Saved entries
::::

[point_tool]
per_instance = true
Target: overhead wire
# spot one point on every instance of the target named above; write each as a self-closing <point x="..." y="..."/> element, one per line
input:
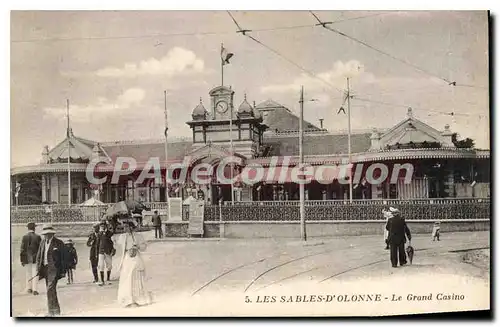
<point x="312" y="74"/>
<point x="307" y="71"/>
<point x="422" y="70"/>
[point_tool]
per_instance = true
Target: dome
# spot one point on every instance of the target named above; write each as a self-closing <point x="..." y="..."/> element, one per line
<point x="245" y="107"/>
<point x="199" y="111"/>
<point x="256" y="112"/>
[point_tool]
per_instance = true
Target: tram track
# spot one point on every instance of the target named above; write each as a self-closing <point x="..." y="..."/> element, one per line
<point x="248" y="264"/>
<point x="381" y="258"/>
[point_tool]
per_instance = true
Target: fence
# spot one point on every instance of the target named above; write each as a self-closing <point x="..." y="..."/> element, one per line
<point x="425" y="209"/>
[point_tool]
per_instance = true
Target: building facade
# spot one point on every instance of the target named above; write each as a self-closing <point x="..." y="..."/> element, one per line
<point x="263" y="135"/>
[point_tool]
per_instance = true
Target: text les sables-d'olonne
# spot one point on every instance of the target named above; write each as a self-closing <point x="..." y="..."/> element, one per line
<point x="353" y="298"/>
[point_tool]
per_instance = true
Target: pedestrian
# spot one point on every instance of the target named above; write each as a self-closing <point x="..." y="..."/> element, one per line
<point x="92" y="242"/>
<point x="29" y="248"/>
<point x="105" y="252"/>
<point x="156" y="220"/>
<point x="131" y="288"/>
<point x="397" y="228"/>
<point x="387" y="215"/>
<point x="71" y="259"/>
<point x="50" y="266"/>
<point x="436" y="230"/>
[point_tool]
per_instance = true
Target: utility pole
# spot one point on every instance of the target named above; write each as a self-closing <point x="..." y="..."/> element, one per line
<point x="349" y="138"/>
<point x="166" y="149"/>
<point x="68" y="132"/>
<point x="222" y="64"/>
<point x="302" y="212"/>
<point x="232" y="150"/>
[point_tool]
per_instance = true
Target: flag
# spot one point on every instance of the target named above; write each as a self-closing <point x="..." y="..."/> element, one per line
<point x="225" y="56"/>
<point x="18" y="188"/>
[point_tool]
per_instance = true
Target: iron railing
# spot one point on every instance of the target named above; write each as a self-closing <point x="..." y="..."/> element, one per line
<point x="421" y="209"/>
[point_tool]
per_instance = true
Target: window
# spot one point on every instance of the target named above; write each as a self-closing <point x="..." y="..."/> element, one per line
<point x="74" y="196"/>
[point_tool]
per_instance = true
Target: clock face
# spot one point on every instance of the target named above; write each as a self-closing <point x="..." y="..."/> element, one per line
<point x="221" y="107"/>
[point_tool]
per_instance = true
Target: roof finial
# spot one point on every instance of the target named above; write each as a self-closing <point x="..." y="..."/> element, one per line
<point x="410" y="112"/>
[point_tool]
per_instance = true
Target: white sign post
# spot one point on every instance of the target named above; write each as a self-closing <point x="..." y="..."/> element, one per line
<point x="174" y="209"/>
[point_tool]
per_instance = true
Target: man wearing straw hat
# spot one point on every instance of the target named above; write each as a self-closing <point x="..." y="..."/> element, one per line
<point x="29" y="249"/>
<point x="50" y="266"/>
<point x="92" y="243"/>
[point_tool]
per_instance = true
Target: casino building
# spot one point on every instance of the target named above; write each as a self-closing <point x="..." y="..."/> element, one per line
<point x="264" y="134"/>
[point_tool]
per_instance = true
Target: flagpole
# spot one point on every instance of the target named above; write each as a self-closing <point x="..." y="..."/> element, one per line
<point x="232" y="151"/>
<point x="222" y="64"/>
<point x="302" y="212"/>
<point x="69" y="153"/>
<point x="166" y="148"/>
<point x="349" y="139"/>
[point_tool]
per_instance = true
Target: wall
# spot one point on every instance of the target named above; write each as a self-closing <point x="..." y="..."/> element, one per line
<point x="63" y="230"/>
<point x="274" y="229"/>
<point x="318" y="229"/>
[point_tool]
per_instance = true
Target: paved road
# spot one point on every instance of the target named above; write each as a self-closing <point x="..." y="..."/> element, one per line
<point x="204" y="267"/>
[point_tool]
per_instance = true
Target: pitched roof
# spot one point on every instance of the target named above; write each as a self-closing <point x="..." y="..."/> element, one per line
<point x="280" y="119"/>
<point x="80" y="149"/>
<point x="318" y="144"/>
<point x="142" y="152"/>
<point x="269" y="104"/>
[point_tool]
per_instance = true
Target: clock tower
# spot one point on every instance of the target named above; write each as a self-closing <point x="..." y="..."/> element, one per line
<point x="244" y="130"/>
<point x="221" y="103"/>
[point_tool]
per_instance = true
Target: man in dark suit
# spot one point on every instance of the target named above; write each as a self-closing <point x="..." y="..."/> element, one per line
<point x="397" y="228"/>
<point x="105" y="250"/>
<point x="29" y="249"/>
<point x="92" y="242"/>
<point x="157" y="224"/>
<point x="50" y="261"/>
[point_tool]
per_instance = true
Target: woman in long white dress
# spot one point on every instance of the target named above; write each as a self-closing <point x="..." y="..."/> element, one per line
<point x="131" y="288"/>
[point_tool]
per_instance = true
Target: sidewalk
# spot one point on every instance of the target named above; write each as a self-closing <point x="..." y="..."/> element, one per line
<point x="176" y="268"/>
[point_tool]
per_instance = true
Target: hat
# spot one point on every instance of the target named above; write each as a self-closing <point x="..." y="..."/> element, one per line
<point x="47" y="229"/>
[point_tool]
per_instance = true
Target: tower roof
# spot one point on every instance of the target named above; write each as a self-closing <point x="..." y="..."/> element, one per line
<point x="199" y="110"/>
<point x="245" y="107"/>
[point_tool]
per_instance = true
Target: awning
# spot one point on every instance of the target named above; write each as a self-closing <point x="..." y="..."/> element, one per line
<point x="289" y="174"/>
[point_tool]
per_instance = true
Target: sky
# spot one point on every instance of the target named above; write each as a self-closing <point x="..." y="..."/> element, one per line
<point x="114" y="67"/>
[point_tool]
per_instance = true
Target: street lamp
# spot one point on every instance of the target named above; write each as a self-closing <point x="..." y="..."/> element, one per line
<point x="303" y="233"/>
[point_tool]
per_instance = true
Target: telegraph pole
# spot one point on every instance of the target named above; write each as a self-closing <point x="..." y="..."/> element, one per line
<point x="349" y="138"/>
<point x="232" y="150"/>
<point x="222" y="64"/>
<point x="303" y="234"/>
<point x="166" y="148"/>
<point x="68" y="132"/>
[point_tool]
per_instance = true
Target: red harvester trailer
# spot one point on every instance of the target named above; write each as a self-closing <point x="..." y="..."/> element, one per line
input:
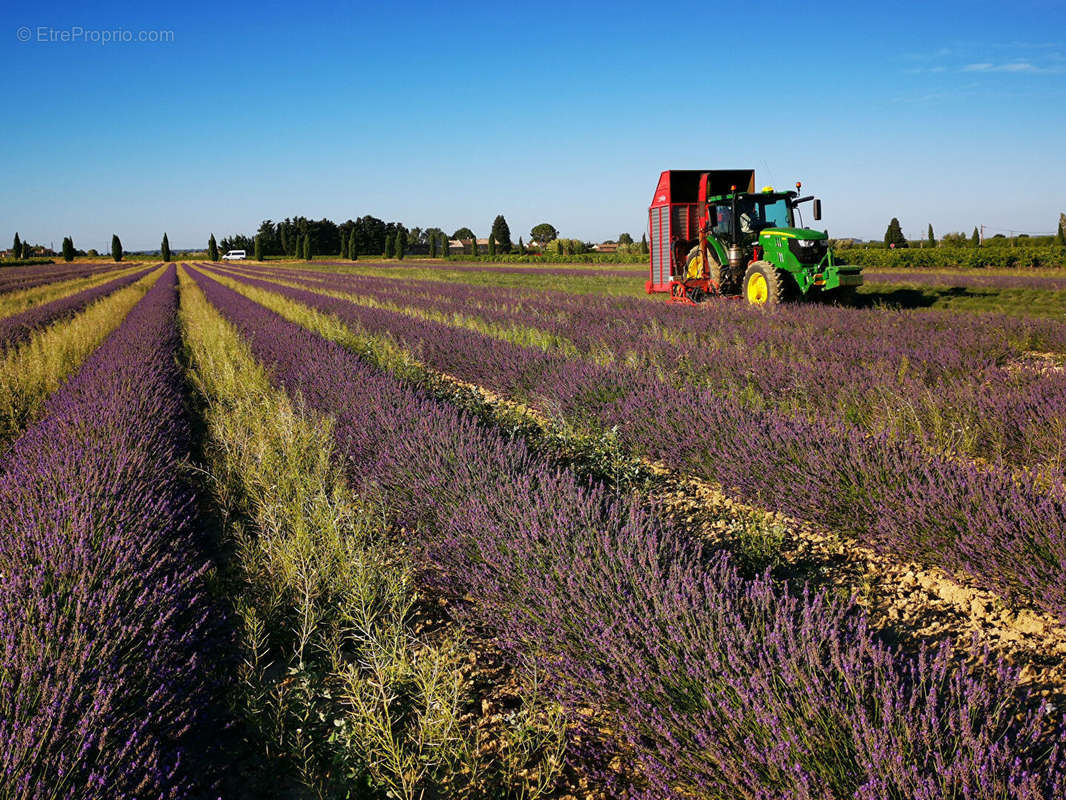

::::

* _Exercise directions_:
From the entries above, copy out every line that contains the string "tower". Case counts.

* _Answer_:
Target: clock tower
Target: tower roof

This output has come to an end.